====== Text ======

- Pitcher
- Born: June 28, 1967 (age 59) Berwick, Pennsylvania, U.S.
- Batted: RightThrew: Right

MLB debut
- July 18, 1995, for the Chicago White Sox

Last MLB appearance
- June 14, 2000, for the Chicago Cubs

MLB statistics
- Win–loss record: 21–13
- Earned run average: 4.21
- Strikeouts: 166
- Saves: 27
- Stats at Baseball Reference

Teams
- Chicago White Sox (1995–1998); Chicago Cubs (1998–2000);

= Matt Karchner =

American baseball player (born 1967)

Matthew Dean Karchner (born June 28, 1967) is an American former professional baseball player who was a pitcher in the Major Leagues from 1995 to 2000.

==Playing career==
Karchner graduated from Berwick High School in Berwick, Pennsylvania in 1985. He played college baseball as a third baseman at Bloomsburg University and led NCAA Division II with 1.59 runs batted in per game in 1988.

The following year, he was selected in the eighth round of the 1989 Major League Baseball draft by the Kansas City Royals. He was converted to pitching and was assigned to the Eugene Emeralds of the Northwest League to begin his professional career.

After three seasons in the Royals' farm system, Karchner was selected in the 1991 Rule 5 draft by the Montreal Expos. He signed a one-year contract with the Expos in January 1992 but was returned to the Royals that April.

Karchner spent two more seasons in the Royals' farm system before being selected by the Chicago White Sox in the minor league phase of the 1993 Rule 5 draft. To begin the 1994 season, Karchner was assigned to the Birmingham Barons where he played with Michael Jordan. Karchner made his Major League debut on July 18, 1995 at Yankee Stadium and pitched a scoreless inning in relief of Kirk McCaskill. Karchner was a regular in the White Sox bullpen for the remainder of that season as well as the following two seasons. Between 1997 and 1998, he set a franchise record by converting 20 consecutive save opportunities.

On July 29, 1998, Karchner was traded to the Chicago Cubs for Jon Garland who was then 18 years old and struggling in the minor leagues. The move was widely criticized by prospect experts at the time and was later described in the Chicago Tribune as "one of the most lopsided in [Cubs] franchise history" and in The Athletic as the "greatest White Sox trade ever." Karchner struggled in his debut season with the Cubs but was brought back the following year nonetheless. In 1999, he missed substantial time due to groin injuries. By 2000, Karchner's attitude had soured and manager Don Baylor chose to keep him in the minors with the Iowa Cubs due, according to Karchner, to his negative attitude. The Cubs released him in September 2000. Needing offseason shoulder surgery and facing free agency, Karchner chose to retire.

====== Extracted records ======

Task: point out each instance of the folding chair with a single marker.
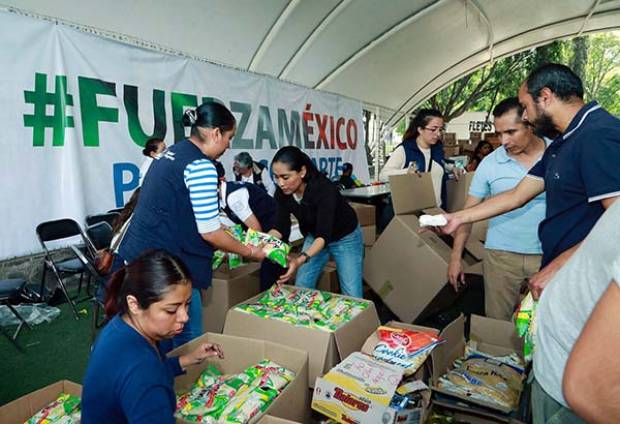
(100, 234)
(98, 296)
(11, 290)
(52, 231)
(108, 217)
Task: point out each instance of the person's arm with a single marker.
(456, 275)
(201, 180)
(268, 182)
(539, 280)
(591, 382)
(394, 164)
(504, 202)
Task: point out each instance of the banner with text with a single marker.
(78, 108)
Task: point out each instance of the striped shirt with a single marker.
(200, 178)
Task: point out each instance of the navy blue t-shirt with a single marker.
(127, 380)
(580, 168)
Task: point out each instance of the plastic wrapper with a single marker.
(275, 249)
(65, 409)
(526, 325)
(405, 348)
(305, 307)
(235, 398)
(494, 380)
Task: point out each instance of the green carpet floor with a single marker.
(53, 351)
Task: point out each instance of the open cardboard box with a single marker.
(228, 288)
(240, 353)
(494, 337)
(406, 268)
(359, 390)
(325, 348)
(20, 410)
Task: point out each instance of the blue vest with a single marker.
(414, 154)
(263, 206)
(164, 218)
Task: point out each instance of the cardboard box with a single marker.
(26, 406)
(329, 280)
(412, 192)
(370, 235)
(366, 214)
(359, 390)
(228, 288)
(494, 337)
(325, 349)
(407, 269)
(241, 353)
(269, 419)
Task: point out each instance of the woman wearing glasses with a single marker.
(422, 149)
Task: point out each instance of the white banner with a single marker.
(77, 110)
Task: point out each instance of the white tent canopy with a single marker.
(391, 55)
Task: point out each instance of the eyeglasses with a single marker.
(436, 129)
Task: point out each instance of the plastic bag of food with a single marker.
(61, 409)
(276, 250)
(405, 348)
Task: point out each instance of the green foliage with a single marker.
(596, 58)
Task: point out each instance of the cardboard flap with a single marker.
(495, 333)
(444, 355)
(412, 192)
(352, 335)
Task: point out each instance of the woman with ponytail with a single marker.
(129, 379)
(326, 220)
(153, 149)
(178, 206)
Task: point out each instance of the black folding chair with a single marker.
(100, 234)
(10, 291)
(54, 231)
(108, 217)
(99, 292)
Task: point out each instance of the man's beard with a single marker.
(543, 125)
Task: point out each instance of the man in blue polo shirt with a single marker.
(513, 250)
(579, 173)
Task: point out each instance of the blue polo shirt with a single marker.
(515, 231)
(580, 168)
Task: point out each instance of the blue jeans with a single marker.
(348, 252)
(193, 327)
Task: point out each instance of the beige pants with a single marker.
(505, 273)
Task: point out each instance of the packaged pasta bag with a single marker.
(60, 409)
(526, 325)
(405, 348)
(276, 250)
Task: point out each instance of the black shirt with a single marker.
(322, 212)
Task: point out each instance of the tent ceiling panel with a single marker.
(389, 54)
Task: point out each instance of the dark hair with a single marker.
(209, 115)
(151, 146)
(126, 212)
(508, 105)
(480, 145)
(148, 278)
(560, 79)
(221, 172)
(421, 119)
(295, 159)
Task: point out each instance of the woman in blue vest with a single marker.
(178, 206)
(421, 149)
(325, 218)
(129, 379)
(252, 207)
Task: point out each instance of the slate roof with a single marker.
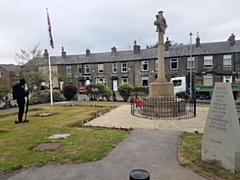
(174, 51)
(9, 67)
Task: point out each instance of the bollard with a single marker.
(139, 174)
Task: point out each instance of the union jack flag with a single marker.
(49, 30)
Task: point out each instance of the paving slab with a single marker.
(152, 150)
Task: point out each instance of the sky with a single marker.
(99, 25)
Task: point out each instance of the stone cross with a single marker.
(160, 22)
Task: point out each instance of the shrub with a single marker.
(69, 91)
(125, 91)
(43, 96)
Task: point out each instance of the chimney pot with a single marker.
(232, 39)
(167, 44)
(114, 51)
(87, 52)
(45, 54)
(64, 54)
(136, 48)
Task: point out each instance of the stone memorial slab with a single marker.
(221, 137)
(57, 136)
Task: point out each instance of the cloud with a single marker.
(100, 25)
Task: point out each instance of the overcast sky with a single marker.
(102, 24)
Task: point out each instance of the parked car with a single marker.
(83, 90)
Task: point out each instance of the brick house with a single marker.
(139, 66)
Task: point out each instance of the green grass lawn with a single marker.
(18, 141)
(190, 156)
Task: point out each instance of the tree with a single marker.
(3, 89)
(28, 68)
(69, 91)
(125, 90)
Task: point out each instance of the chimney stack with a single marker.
(136, 48)
(232, 39)
(63, 53)
(87, 52)
(167, 45)
(114, 51)
(197, 41)
(45, 54)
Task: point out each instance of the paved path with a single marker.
(122, 117)
(151, 146)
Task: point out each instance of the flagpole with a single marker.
(49, 60)
(50, 78)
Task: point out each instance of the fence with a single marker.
(163, 108)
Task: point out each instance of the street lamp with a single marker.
(191, 65)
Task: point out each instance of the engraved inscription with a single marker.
(218, 117)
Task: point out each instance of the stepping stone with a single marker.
(45, 114)
(57, 136)
(47, 146)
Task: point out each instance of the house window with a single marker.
(100, 68)
(124, 67)
(101, 80)
(87, 69)
(174, 64)
(79, 69)
(208, 80)
(124, 80)
(227, 61)
(207, 61)
(144, 65)
(69, 70)
(144, 80)
(114, 67)
(227, 79)
(191, 63)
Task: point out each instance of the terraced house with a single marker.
(139, 66)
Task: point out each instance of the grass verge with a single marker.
(18, 141)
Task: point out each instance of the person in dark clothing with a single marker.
(21, 94)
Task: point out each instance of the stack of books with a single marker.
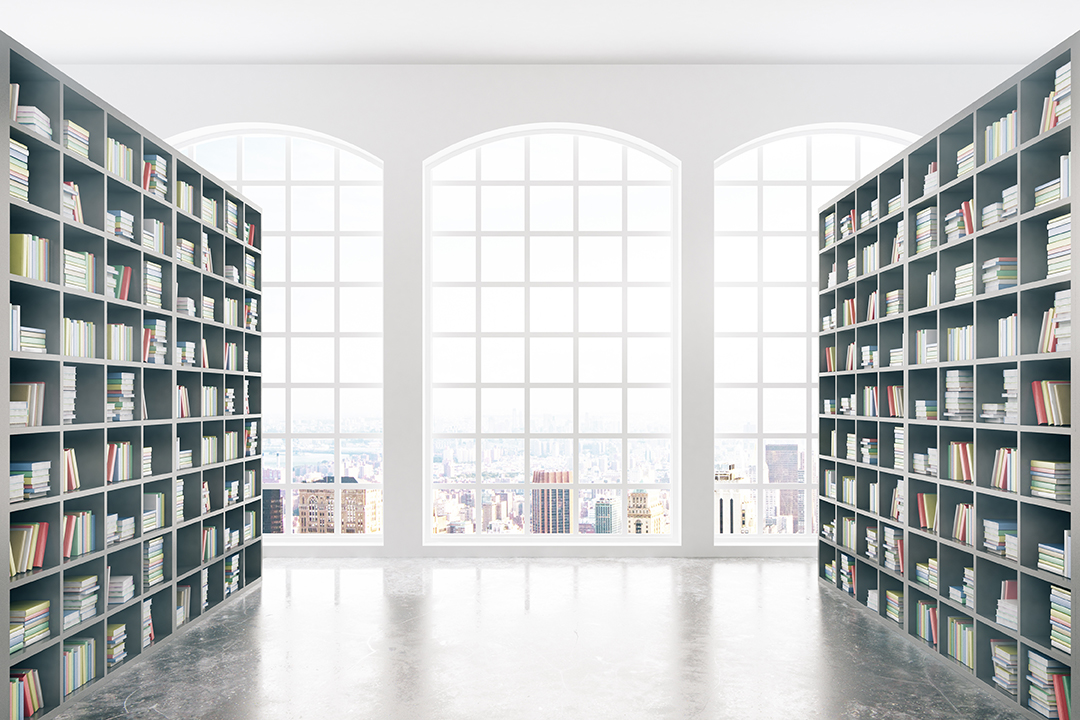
(1060, 245)
(1051, 479)
(1006, 668)
(121, 223)
(995, 532)
(77, 138)
(154, 175)
(19, 185)
(999, 273)
(80, 599)
(1061, 619)
(966, 159)
(926, 229)
(35, 120)
(959, 395)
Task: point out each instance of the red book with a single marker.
(1063, 705)
(68, 534)
(39, 552)
(125, 283)
(1040, 408)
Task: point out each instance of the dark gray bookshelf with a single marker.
(221, 486)
(848, 561)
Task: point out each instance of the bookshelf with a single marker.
(945, 370)
(134, 365)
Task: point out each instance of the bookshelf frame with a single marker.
(157, 421)
(1028, 164)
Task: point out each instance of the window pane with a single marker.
(551, 157)
(502, 310)
(736, 410)
(736, 259)
(453, 360)
(650, 461)
(551, 207)
(599, 410)
(361, 360)
(503, 461)
(454, 512)
(502, 410)
(649, 309)
(502, 208)
(648, 410)
(599, 208)
(312, 259)
(551, 360)
(311, 160)
(599, 259)
(312, 360)
(599, 310)
(736, 360)
(361, 409)
(649, 259)
(649, 208)
(599, 360)
(784, 310)
(362, 208)
(502, 360)
(736, 207)
(454, 460)
(454, 409)
(454, 259)
(453, 207)
(312, 309)
(362, 259)
(454, 310)
(365, 310)
(784, 360)
(784, 409)
(502, 259)
(736, 309)
(312, 207)
(551, 310)
(649, 360)
(599, 461)
(502, 160)
(598, 159)
(312, 409)
(551, 410)
(785, 259)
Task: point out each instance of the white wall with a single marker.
(406, 113)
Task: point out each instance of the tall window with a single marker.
(766, 317)
(551, 329)
(322, 343)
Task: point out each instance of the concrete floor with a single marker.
(549, 638)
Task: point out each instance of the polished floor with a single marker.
(744, 639)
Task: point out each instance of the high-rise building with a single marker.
(314, 511)
(552, 510)
(645, 514)
(361, 511)
(606, 516)
(273, 512)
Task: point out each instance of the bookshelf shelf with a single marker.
(946, 385)
(107, 511)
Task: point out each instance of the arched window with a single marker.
(322, 368)
(766, 395)
(551, 327)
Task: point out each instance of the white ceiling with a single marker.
(977, 31)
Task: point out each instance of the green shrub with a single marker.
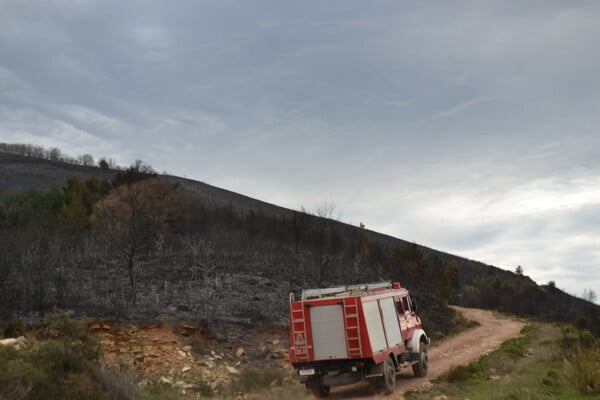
(584, 370)
(157, 391)
(14, 329)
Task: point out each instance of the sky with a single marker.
(470, 127)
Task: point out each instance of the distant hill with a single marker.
(262, 251)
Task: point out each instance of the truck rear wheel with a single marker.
(319, 390)
(389, 376)
(421, 367)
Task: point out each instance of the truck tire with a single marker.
(421, 367)
(389, 376)
(319, 390)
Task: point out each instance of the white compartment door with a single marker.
(390, 322)
(374, 326)
(329, 335)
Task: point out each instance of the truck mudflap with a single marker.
(346, 378)
(414, 346)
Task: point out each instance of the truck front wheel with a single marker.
(319, 390)
(421, 367)
(389, 376)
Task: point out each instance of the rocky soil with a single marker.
(187, 356)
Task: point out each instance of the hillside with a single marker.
(235, 258)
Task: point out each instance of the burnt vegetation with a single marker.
(132, 244)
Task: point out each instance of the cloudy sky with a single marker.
(470, 127)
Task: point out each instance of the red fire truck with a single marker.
(341, 335)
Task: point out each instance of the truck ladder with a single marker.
(299, 329)
(351, 321)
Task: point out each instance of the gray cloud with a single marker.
(467, 126)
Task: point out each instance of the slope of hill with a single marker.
(237, 258)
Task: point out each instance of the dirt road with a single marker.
(459, 350)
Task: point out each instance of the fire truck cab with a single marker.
(341, 335)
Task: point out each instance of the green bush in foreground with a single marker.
(60, 367)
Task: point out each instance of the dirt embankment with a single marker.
(459, 350)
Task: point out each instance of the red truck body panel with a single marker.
(352, 321)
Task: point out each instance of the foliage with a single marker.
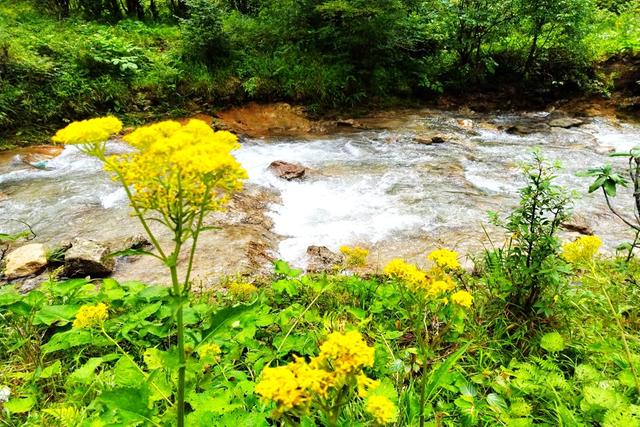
(177, 175)
(526, 272)
(608, 181)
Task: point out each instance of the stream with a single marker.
(375, 187)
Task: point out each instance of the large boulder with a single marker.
(88, 258)
(322, 259)
(288, 171)
(25, 261)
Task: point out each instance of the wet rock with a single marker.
(349, 123)
(465, 123)
(526, 129)
(578, 224)
(322, 259)
(288, 171)
(565, 122)
(25, 261)
(428, 140)
(88, 258)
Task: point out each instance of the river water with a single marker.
(376, 187)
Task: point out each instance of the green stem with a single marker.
(423, 381)
(181, 354)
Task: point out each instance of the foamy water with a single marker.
(366, 188)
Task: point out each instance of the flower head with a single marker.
(242, 291)
(445, 258)
(381, 409)
(179, 168)
(365, 385)
(5, 393)
(462, 298)
(90, 316)
(346, 352)
(88, 131)
(583, 249)
(209, 351)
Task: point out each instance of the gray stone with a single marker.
(88, 258)
(565, 122)
(322, 259)
(288, 171)
(25, 261)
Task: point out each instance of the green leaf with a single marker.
(20, 406)
(74, 338)
(9, 295)
(437, 377)
(610, 188)
(87, 372)
(50, 314)
(552, 342)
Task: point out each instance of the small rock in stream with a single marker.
(88, 258)
(25, 261)
(566, 122)
(322, 259)
(288, 171)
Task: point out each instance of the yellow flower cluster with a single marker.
(365, 385)
(209, 351)
(462, 298)
(433, 283)
(242, 291)
(88, 131)
(90, 315)
(445, 258)
(355, 256)
(179, 168)
(583, 249)
(295, 386)
(382, 409)
(346, 353)
(408, 273)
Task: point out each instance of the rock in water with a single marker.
(25, 261)
(88, 258)
(288, 171)
(565, 122)
(526, 129)
(578, 224)
(322, 259)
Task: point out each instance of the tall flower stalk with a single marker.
(176, 175)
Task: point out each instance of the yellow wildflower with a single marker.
(408, 273)
(438, 287)
(346, 352)
(445, 258)
(311, 377)
(583, 249)
(282, 386)
(365, 385)
(355, 256)
(90, 315)
(209, 351)
(242, 291)
(382, 409)
(462, 298)
(179, 167)
(88, 131)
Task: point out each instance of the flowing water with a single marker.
(375, 187)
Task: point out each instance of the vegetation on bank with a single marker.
(541, 332)
(63, 60)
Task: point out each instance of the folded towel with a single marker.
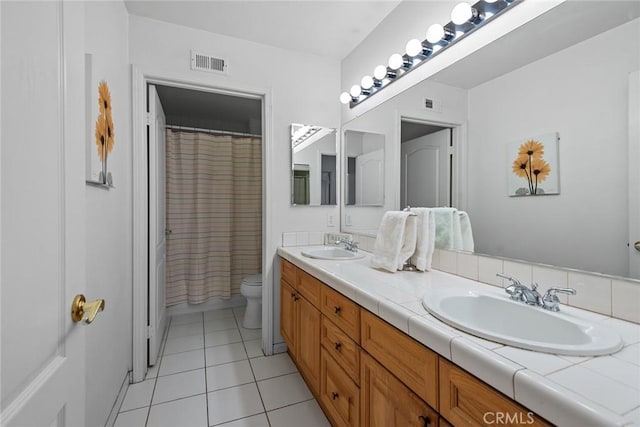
(390, 240)
(465, 230)
(425, 238)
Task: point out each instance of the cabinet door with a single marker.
(308, 343)
(288, 316)
(386, 402)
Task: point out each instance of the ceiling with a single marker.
(330, 28)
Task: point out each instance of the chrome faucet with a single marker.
(350, 245)
(519, 292)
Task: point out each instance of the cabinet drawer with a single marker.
(288, 272)
(342, 311)
(338, 393)
(343, 349)
(414, 364)
(465, 400)
(309, 287)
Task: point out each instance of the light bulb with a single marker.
(366, 82)
(461, 13)
(414, 47)
(380, 72)
(395, 61)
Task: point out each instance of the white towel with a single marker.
(465, 229)
(425, 243)
(390, 240)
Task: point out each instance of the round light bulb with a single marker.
(435, 33)
(461, 13)
(395, 61)
(366, 82)
(414, 47)
(380, 72)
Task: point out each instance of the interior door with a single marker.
(425, 171)
(42, 214)
(157, 225)
(634, 175)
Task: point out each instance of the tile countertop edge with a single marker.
(514, 380)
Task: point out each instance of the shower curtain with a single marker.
(214, 214)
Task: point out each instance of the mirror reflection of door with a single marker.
(426, 165)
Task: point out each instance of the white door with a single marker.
(425, 171)
(634, 175)
(157, 225)
(42, 214)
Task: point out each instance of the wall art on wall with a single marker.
(533, 166)
(100, 126)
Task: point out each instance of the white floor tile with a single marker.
(180, 385)
(181, 344)
(189, 412)
(135, 418)
(283, 391)
(138, 395)
(182, 362)
(220, 324)
(272, 366)
(259, 420)
(234, 403)
(254, 348)
(225, 353)
(306, 414)
(229, 375)
(182, 319)
(222, 337)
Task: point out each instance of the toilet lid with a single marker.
(253, 280)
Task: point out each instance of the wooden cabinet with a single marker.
(467, 401)
(388, 402)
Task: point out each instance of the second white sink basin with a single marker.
(331, 252)
(508, 322)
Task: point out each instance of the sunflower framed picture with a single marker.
(101, 127)
(533, 166)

======

**Tasks to complete:**
1. In the Matt Karchner article, write out the passage starting at "Matthew Dean Karchner" and ending at "Royals that April.", putting "shortstop" in place of "third baseman".
2. Using the Matt Karchner article, answer:
(a) Which team selected him in the 1989 Major League Baseball draft?
(b) Which player did the White Sox get when they traded him to the Cubs?
(c) How many strikeouts does his MLB record show?

**Expected outputs:**
1.
Matthew Dean Karchner (born June 28, 1967) is an American former professional baseball player who was a pitcher in the Major Leagues from 1995 to 2000.

==Playing career==
Karchner graduated from Berwick High School in Berwick, Pennsylvania in 1985. He played college baseball as a shortstop at Bloomsburg University and led NCAA Division II with 1.59 runs batted in per game in 1988.

The following year, he was selected in the eighth round of the 1989 Major League Baseball draft by the Kansas City Royals. He was converted to pitching and was assigned to the Eugene Emeralds of the Northwest League to begin his professional career.

After three seasons in the Royals' farm system, Karchner was selected in the 1991 Rule 5 draft by the Montreal Expos. He signed a one-year contract with the Expos in January 1992 but was returned to the Royals that April.

2.
(a) The Kansas City Royals
(b) Jon Garland
(c) 166